### Excerpt ###

Three major changes hit at once. First, the old Starter, Expert, and Milestone plans were replaced with Core, Rapid, and Pro. Each new plan has a genuinely different drawdown model — not just different pricing. Second, activation fees were eliminated across all plans. Third, the funded consistency rule structure was simplified: Core has a 40 percent rule, Rapid and Pro have no consistency rule on funded accounts. The Rapid plan also introduced an intraday trailing drawdown option that did not exist in the previous structure. If you are reading any MFFU guide or review that references Starter or Expert, that information is describing the old structure and is no longer accurate.
Core if you want the cheapest entry point, only need a $50K account, and trade with relatively even daily P&L (the 40 percent consistency rule favors steady traders). Rapid if you want the best profit split (90/10) and can handle intraday trailing drawdown — this plan is account-ending if you do not understand that the floor moves on every new equity high including unrealized profit. Pro if you trade larger size, want bi-weekly payouts on a fixed cadence (every 14 calendar days), and prefer EOD drawdown without a consistency rule. The wrong plan for your trading style will frustrate you within a month. Spend time on this choice.
On a Rapid plan, the trailing drawdown follows your peak unrealized account balance in real time. If you are up $2,000 unrealized at 10 AM and the market reverses such that your unrealized profit goes back to $0 by lunch, you have effectively lost the floor by $2,000 and the account is significantly closer to violation than it was at the start of the day. This is fundamentally different from EOD drawdown where only the closing balance matters. Many Rapid traders blow accounts they did not understand were already at the threshold because they were watching realized P&L instead of the trailing drawdown floor. Once funded, Rapid stops the trailing at starting balance plus $100 — but only after meeting that buffer. Until then, every intraday peak counts.

###

Please continue the guide above to the MyFundedFutures plans from where it stops.

### Record set ###

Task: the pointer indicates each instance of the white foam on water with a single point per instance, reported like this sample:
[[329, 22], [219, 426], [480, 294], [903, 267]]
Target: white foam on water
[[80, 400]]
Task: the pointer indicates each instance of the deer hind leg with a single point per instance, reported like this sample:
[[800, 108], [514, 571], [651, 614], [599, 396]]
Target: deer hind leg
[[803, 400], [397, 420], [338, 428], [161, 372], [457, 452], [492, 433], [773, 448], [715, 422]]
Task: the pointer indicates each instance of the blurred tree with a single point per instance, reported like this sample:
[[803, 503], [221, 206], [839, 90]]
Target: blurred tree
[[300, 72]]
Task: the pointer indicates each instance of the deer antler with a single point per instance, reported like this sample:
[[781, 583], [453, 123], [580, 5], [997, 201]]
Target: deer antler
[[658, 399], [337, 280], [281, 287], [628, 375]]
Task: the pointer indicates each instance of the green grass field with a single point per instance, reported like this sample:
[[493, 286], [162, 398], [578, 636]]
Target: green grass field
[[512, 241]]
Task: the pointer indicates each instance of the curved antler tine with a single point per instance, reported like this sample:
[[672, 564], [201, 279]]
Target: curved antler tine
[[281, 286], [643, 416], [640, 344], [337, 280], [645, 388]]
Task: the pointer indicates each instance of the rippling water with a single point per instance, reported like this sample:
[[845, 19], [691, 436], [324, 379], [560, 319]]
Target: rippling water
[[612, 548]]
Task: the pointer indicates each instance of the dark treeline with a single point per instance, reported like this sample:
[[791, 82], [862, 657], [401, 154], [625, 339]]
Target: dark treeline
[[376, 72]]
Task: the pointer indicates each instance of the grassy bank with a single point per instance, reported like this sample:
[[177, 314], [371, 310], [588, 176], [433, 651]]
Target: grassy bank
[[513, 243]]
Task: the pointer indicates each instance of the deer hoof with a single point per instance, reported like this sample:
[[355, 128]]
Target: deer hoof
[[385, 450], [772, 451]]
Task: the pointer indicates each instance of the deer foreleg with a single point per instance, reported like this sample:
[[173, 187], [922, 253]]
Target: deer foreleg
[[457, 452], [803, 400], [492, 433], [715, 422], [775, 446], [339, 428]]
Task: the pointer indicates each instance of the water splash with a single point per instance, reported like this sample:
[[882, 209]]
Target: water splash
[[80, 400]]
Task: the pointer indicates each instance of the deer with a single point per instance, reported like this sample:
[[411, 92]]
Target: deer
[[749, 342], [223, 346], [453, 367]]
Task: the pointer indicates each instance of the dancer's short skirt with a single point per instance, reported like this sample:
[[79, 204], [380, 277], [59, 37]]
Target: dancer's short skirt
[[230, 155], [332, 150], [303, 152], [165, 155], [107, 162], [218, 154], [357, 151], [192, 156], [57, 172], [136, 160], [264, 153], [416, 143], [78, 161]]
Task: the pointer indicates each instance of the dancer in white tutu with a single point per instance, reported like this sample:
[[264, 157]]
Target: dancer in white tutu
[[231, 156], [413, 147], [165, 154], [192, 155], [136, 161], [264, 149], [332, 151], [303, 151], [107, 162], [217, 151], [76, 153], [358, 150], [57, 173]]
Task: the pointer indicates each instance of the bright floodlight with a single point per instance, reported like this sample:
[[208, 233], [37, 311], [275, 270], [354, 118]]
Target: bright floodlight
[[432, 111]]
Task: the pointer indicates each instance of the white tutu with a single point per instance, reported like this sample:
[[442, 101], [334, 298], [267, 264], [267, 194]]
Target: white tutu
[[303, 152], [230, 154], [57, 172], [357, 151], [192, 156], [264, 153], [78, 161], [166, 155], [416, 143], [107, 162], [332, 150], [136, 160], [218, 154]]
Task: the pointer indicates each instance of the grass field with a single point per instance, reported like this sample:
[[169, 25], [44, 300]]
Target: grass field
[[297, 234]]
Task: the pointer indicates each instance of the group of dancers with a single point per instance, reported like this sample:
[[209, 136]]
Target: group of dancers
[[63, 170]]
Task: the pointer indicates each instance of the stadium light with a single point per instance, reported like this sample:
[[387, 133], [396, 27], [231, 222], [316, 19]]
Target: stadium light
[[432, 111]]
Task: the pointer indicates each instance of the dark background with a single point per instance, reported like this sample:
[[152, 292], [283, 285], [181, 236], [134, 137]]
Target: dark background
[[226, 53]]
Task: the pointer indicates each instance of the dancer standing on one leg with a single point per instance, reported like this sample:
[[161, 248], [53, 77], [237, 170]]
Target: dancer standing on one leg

###

Expected output —
All three plans require traders to be flat 2 minutes before and 2 minutes after Tier 1 economic events, in both evaluation and funded phases. Tier 1 events are the highest-impact scheduled releases — CPI, NFP, FOMC interest rate decisions, GDP, PPI, and others published in MFFU's economic calendar. Holding through a Tier 1 event is a hard rule violation regardless of whether the trade ended green or red. The fix is to set economic calendar alerts at minus 5 minutes before each Tier 1 release and ensure positions are flat before the bell. This is one of the most common ways traders accidentally lose accounts on MFFU.
Core: payout requests every 5 winning days (sessions where you closed above breakeven), $250 minimum, $5,000 cap per cycle, 80/20 profit split. Rapid: payout requests every 5 winning days, $250 minimum, $11,250 cap per cycle, 90/10 profit split. Pro: payout requests every 14 calendar days, $1,000 minimum, $100K total cumulative cap across all Pro accounts combined, 80/20 profit split. Multiple accounts do not stack the cadence — each account follows its own schedule independently. The Pro $100K cumulative cap is across all Pro accounts you hold, not per-account. Profit splits apply to the requested amount, not to all profits sitting in the account.
No. None of the three plans have a daily loss limit. The only floor is the trailing drawdown — EOD on Core and Pro, intraday on Rapid. This is genuinely unusual for prop firms (Topstep and Apex EOD both have explicit DLLs that pause the account for the day). On MFFU, you can lose substantially within a single session as long as your closing balance stays above the trailing floor. This sounds permissive but is actually more dangerous, because there is no automatic intervention if you are having a bad day. Most experienced MFFU traders set their own personal daily loss caps regardless of the firm not enforcing one.